§ **Aim**
Write the records below out again exactly as given, with no images.

§ **Dataset content**
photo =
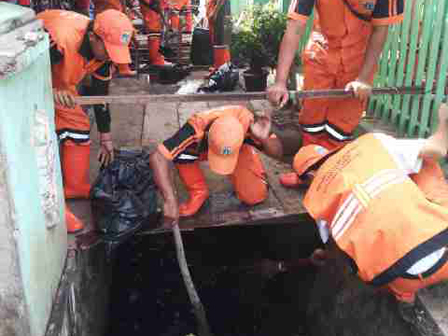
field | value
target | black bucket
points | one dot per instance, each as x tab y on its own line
255	82
201	48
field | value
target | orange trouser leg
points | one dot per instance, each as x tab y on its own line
124	69
194	181
175	22
249	178
431	181
75	169
72	223
72	123
189	20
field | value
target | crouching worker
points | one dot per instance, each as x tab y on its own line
81	47
373	198
227	138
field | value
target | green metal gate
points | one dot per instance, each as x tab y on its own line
416	53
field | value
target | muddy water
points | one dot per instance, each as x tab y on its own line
149	298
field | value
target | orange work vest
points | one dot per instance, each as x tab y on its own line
375	212
67	30
202	120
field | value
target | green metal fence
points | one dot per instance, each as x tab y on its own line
416	53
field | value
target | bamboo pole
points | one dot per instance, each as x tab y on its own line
240	96
198	308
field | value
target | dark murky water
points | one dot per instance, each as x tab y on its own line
149	297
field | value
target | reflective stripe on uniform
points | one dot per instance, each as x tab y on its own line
330	129
72	134
360	197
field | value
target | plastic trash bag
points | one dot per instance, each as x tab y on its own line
124	197
224	79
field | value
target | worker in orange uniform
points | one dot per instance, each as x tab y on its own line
80	47
153	16
227	138
175	7
343	52
218	11
119	5
372	195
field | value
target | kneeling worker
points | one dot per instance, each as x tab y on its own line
372	199
227	138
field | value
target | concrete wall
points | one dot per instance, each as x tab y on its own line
33	238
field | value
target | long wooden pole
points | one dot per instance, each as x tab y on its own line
234	96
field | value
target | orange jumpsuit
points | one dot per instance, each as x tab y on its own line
153	23
176	6
189	146
379	216
334	57
72	59
68	37
221	52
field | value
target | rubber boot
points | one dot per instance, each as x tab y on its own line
290	180
188	22
75	169
194	181
125	70
155	57
175	22
221	55
72	223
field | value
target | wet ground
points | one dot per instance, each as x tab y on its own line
149	297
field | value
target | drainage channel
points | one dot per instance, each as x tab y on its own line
229	267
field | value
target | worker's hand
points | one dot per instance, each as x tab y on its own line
170	213
106	153
361	90
261	128
64	98
278	95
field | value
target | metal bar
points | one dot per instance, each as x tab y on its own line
176	98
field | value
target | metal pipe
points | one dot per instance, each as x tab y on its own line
239	96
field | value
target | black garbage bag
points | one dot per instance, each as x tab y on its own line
124	197
173	74
201	52
224	79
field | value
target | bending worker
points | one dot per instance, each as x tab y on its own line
373	192
227	138
343	52
81	47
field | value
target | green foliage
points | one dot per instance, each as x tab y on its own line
257	39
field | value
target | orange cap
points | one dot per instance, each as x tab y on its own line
115	29
307	156
225	138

§ **Answer to this task**
photo =
field | value
target | black bucket
points | one dot per instance, each as x tab y on its own line
255	82
201	48
field | value
target | orange trouser leg
points | one dot per instance, each as x tab y on its own line
124	69
194	181
175	22
249	178
431	181
75	169
72	223
72	123
189	20
field | value
target | crouching worker
points | one dot per instance, each as x tab y on its own line
81	47
373	198
227	138
field | value
target | green metal gate
points | one dot per instance, each as x tab y on its own line
416	53
field | value
target | muddy water
points | one dot per instance, each as x tab y on its own line
149	298
field | value
target | orange work vest
points | one dot per instance, each as x tab y on its own line
375	212
67	30
202	120
field | value
target | green metal fence
points | one dot per instance, each as x tab y on its own line
416	53
field | value
target | bamboo pole
points | one dot per instance, each as x tab y on its own line
240	96
198	308
field | value
target | dark murky water
points | one dot per instance, each as x tab y on its own line
149	297
field | value
target | reflective stripe on uniform
points | one dot per instance, each as x tab y on its own line
330	129
72	134
360	197
field | value
target | plastic trash bag
points | one dot per instance, each as x tab y on its own line
124	197
224	79
field | value
target | worker in orange uniform
points | one dot per instance, each as x tab y on its own line
80	47
153	16
227	138
175	7
343	52
218	11
119	5
372	195
field | value
target | kneeling worker
points | one dot per instance, each as x tab y on its own line
372	199
227	138
field | value
target | concrete wall
points | one dot per instance, each as x tab y on its own line
33	238
field | value
target | long wooden pole
points | one dot per instance, each as x tab y on its own line
234	96
field | value
target | orange jumpsuit
points | one dot per instance, each as x tab y on its own line
153	23
176	6
189	146
379	216
334	57
72	59
68	37
221	52
field | value
target | rubber boot
points | one dot per instance, each as x tab y on its own line
290	180
188	22
75	169
194	181
125	70
155	57
175	22
221	55
72	223
field | value
target | wet ground
points | one dot per instance, each as x tab y on its own line
149	297
field | value
target | drainage channel
points | one dot per instance, each as x tab y on its own line
229	267
field | value
target | worker's hand
points | one dot per instance, each as x tab y on its own line
170	213
106	153
361	90
261	128
64	98
278	95
field | value
target | metal bar
points | one dot per instance, each as x tab y on its own line
176	98
field | value
target | metal pipe
points | one dot per instance, each as x tab y on its own line
239	96
field | value
target | black garbage bag
points | one dot per instance, each as x tab y on its own line
124	197
173	74
201	52
224	79
field | value
target | bending worker
points | one dot per instance, each as x tab y on its own line
373	192
227	138
343	52
81	47
field | value
target | green foliage
points | one dot per instance, each as x tab y on its own line
257	39
field | value
target | orange cap
points | one dot per instance, each as x tab y on its own line
115	29
307	156
225	138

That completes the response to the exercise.